◆ Problem description
Reproduce every line of these records word for word, leaving out the pictures.

A data block:
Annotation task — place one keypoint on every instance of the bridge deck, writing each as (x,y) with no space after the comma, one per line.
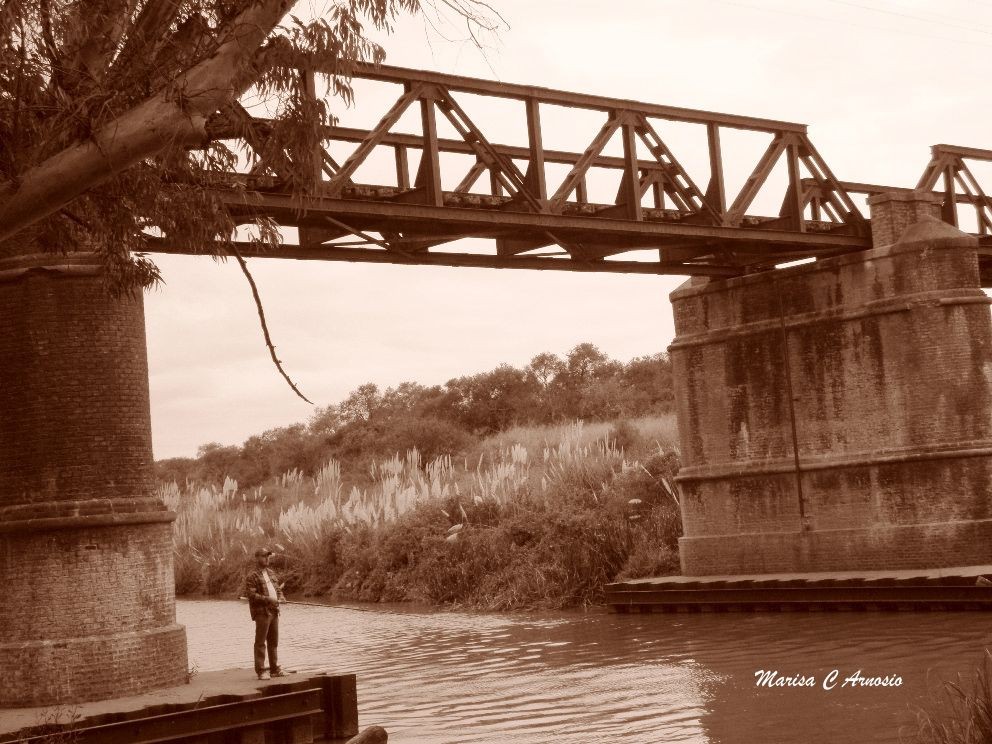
(919,589)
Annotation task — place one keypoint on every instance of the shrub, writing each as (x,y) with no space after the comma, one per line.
(961,711)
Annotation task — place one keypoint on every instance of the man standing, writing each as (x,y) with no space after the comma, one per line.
(264,595)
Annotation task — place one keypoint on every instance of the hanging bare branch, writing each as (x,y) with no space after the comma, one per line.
(265,328)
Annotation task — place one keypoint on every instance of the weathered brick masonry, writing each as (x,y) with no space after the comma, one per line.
(883,361)
(88,609)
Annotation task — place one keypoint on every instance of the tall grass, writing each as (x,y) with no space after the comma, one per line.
(960,711)
(542,516)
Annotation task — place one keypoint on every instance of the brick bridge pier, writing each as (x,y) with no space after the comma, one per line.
(88,600)
(838,415)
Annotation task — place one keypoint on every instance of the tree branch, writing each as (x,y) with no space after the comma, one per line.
(175,116)
(265,328)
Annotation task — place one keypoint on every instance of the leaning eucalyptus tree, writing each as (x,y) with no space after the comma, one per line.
(110,109)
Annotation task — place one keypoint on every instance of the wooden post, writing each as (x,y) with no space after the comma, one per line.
(340,704)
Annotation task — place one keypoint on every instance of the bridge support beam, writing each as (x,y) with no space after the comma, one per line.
(838,415)
(87,605)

◆ Correct response
Annotation task — place one keypoint on every instance of the bridge deck, writing each as (x,y) with no space after the comma, one per line.
(919,589)
Annotation task — place one keypoint on every instance of the shrub, writing each as (x,y) with no space after the comma, one per line.
(961,711)
Annotation task — place one keypoint on every instance of the man standing, writing each as (x,y) with no space after the comma, one per line.
(264,595)
Annotation task — place one keypoint on every instance of the hanging bare branch, writing each as (x,y) with no space after the comma, one per line.
(265,328)
Annotation task — place one keypoint on every instance of the weathered brick masonry, writing each as (x,y) with no space after the comma, one per line.
(883,361)
(88,609)
Annotation task — place one keypoint on every instance of the tall grass, writing each as (x,y) with no space after the comma, one per line.
(960,711)
(542,516)
Annotation task — place one keypoint on every instance of the brick bridge pier, writing each as (x,y) with no space after the comma, one per line.
(88,600)
(838,415)
Annotation task — place one keypoint on every instance of the tree branch, writing each as (x,y) with no space after the comma, one per line.
(175,116)
(265,328)
Annotation task — place one keypoint on every instance of the leaning eucalyptus tree, writing each as (x,y) with no space after the comma, one per line.
(110,109)
Annotation task — place one keypoint on every instance of the wooden post, writing each as (x,y) with no space after the comma, one per line.
(340,704)
Annotation task — place one keypoint on every instance of the bridge support beam, writing each as (x,y) with no space after the comma, one per line.
(838,415)
(87,605)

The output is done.